> [What to work on]:
Reproduce the material word for word, from the line containing "Tag every instance of the pile" through the end of the material.
# start of Data records
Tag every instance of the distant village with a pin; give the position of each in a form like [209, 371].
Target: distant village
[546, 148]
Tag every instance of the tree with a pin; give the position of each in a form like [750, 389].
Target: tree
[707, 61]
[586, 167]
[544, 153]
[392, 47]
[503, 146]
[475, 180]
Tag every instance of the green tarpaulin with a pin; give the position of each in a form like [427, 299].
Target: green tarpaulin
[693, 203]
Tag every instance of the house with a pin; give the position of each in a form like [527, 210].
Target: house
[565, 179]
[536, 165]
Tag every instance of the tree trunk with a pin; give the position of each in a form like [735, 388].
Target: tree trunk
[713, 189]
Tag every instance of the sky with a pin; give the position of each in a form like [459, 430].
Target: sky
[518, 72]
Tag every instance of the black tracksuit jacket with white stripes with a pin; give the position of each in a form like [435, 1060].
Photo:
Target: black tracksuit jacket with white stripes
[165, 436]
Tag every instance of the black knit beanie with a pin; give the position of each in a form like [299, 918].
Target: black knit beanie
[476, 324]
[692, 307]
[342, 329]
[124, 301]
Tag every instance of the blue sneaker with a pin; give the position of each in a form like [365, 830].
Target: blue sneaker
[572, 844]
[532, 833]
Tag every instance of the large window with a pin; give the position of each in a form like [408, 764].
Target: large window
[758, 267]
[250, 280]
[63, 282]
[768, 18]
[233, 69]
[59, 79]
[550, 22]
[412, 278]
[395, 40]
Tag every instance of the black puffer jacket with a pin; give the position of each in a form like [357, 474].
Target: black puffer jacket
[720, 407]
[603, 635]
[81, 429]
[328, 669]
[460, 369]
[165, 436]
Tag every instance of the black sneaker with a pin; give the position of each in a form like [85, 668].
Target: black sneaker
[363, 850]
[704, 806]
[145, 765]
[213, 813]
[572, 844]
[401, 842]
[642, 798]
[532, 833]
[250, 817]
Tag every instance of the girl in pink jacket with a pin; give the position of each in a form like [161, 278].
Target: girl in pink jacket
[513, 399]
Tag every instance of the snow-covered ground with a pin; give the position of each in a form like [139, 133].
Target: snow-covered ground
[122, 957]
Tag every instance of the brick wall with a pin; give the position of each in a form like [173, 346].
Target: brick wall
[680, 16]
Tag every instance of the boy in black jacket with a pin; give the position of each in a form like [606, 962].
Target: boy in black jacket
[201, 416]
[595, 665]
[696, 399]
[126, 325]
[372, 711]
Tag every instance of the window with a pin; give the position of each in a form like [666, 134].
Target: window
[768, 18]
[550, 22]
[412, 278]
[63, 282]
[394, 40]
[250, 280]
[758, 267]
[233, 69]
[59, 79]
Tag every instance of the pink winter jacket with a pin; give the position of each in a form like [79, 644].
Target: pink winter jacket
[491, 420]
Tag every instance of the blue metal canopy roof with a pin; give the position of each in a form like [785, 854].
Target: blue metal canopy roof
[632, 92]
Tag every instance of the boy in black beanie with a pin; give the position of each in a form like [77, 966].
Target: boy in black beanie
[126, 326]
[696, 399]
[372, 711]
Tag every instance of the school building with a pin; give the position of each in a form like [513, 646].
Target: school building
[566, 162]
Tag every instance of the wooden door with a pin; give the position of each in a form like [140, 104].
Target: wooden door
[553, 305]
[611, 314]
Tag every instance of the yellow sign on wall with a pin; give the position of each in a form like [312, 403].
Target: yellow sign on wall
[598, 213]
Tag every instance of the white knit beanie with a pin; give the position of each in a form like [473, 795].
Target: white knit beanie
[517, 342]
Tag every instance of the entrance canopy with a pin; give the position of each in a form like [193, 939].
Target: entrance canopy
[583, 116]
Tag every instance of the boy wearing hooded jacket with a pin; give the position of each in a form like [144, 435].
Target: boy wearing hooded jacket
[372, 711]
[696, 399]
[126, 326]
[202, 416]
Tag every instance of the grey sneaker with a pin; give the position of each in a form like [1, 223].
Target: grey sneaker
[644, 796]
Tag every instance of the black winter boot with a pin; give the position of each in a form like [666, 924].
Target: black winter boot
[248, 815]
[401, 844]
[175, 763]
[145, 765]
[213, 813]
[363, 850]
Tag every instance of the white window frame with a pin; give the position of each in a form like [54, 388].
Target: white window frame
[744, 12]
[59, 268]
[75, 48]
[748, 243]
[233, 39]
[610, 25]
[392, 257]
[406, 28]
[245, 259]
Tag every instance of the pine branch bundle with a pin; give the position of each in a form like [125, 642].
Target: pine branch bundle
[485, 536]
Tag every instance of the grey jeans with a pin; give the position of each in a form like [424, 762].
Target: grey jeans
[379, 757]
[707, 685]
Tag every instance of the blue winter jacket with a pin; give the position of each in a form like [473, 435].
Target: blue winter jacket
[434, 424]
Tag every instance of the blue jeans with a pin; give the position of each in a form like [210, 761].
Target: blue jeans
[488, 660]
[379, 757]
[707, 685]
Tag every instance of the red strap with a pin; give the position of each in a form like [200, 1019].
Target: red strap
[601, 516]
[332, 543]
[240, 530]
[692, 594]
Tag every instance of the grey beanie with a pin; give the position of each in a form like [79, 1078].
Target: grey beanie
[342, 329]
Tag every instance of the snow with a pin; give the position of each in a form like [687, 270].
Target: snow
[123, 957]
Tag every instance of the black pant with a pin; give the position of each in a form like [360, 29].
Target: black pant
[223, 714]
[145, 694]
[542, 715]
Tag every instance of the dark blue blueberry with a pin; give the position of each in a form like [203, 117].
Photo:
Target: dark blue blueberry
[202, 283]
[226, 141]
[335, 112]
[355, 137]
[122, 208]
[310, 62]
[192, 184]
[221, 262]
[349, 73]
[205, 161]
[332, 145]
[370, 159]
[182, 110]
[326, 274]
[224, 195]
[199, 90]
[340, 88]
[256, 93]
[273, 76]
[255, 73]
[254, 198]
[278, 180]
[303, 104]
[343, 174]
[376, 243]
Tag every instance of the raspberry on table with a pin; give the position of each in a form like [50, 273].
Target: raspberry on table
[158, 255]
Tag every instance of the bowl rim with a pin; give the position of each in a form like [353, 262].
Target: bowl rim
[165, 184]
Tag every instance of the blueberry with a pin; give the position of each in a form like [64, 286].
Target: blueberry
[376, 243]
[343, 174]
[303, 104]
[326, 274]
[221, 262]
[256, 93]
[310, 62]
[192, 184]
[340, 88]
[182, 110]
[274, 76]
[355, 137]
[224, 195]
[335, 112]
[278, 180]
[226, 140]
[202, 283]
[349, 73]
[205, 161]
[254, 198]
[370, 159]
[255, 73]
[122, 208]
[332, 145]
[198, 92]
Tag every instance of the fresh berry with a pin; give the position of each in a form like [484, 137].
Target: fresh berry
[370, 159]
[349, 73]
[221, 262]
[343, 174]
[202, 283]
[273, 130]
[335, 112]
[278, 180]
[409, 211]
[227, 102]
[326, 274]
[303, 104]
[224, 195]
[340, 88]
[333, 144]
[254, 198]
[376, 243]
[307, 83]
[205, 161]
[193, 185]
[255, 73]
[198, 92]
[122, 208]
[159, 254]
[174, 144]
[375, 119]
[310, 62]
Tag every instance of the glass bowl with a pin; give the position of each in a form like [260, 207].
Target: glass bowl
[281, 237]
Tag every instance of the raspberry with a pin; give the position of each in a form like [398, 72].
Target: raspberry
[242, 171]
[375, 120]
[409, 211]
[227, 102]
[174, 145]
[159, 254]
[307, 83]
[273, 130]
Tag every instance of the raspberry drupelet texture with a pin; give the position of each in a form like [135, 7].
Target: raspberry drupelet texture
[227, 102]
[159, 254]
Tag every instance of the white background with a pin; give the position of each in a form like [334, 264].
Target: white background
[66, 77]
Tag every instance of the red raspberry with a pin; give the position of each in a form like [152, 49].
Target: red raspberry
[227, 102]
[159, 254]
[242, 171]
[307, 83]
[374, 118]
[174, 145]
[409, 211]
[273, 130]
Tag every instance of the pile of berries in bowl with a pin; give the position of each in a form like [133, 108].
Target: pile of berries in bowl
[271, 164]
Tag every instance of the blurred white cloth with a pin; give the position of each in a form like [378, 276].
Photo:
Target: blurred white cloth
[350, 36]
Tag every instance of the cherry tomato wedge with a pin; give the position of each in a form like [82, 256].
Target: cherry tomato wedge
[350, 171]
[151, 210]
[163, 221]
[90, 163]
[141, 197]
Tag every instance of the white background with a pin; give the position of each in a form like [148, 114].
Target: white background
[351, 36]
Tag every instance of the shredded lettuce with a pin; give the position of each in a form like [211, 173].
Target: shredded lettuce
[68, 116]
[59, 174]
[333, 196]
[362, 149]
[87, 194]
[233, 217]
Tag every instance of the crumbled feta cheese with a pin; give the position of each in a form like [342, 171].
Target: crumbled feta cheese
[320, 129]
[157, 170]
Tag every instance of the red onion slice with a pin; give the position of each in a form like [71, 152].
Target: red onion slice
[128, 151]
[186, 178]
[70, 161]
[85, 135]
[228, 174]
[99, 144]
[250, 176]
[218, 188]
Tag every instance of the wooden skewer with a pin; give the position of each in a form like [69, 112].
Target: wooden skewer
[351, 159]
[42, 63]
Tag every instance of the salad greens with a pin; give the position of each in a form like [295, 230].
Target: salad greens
# end of Data records
> [The answer]:
Tag every instance of the pile of berries in bowl with a pin; give the position of each in a form like [133, 108].
Target: pile of berries in bowl
[271, 164]
Tag every instance of the blurred white cloth with a pin; give the position of each in a form like [378, 276].
Photo:
Target: blurred white cloth
[350, 36]
Tag every instance of the cherry tomato wedge with a pin; give the position of each in a form like [82, 256].
Target: cherry tomato wedge
[350, 171]
[151, 210]
[163, 221]
[90, 163]
[141, 197]
Tag every instance of the white background with a pin; give the position of each in a form like [148, 114].
Target: white background
[351, 36]
Tag every instance of the shredded lettuce with a pin; give the position of each in a form like [211, 173].
Target: shredded lettuce
[68, 116]
[59, 174]
[333, 196]
[362, 149]
[87, 194]
[233, 217]
Tag every instance of the crumbled feta cheese with a pin; give the position of each in a form like [342, 171].
Target: crumbled feta cheese
[320, 129]
[157, 170]
Tag every instance of the red onion slice with a pin; give the position of each in a form like [71, 152].
Target: red onion slice
[128, 151]
[186, 178]
[70, 161]
[85, 135]
[228, 174]
[99, 144]
[250, 176]
[218, 188]
Tag every instance of the wooden skewer with a pin; give the position of each in a form like [69, 112].
Target: wooden skewer
[351, 159]
[42, 63]
Tag every instance of the salad greens with a pin; give the position of each in a form like [295, 230].
Target: salad greens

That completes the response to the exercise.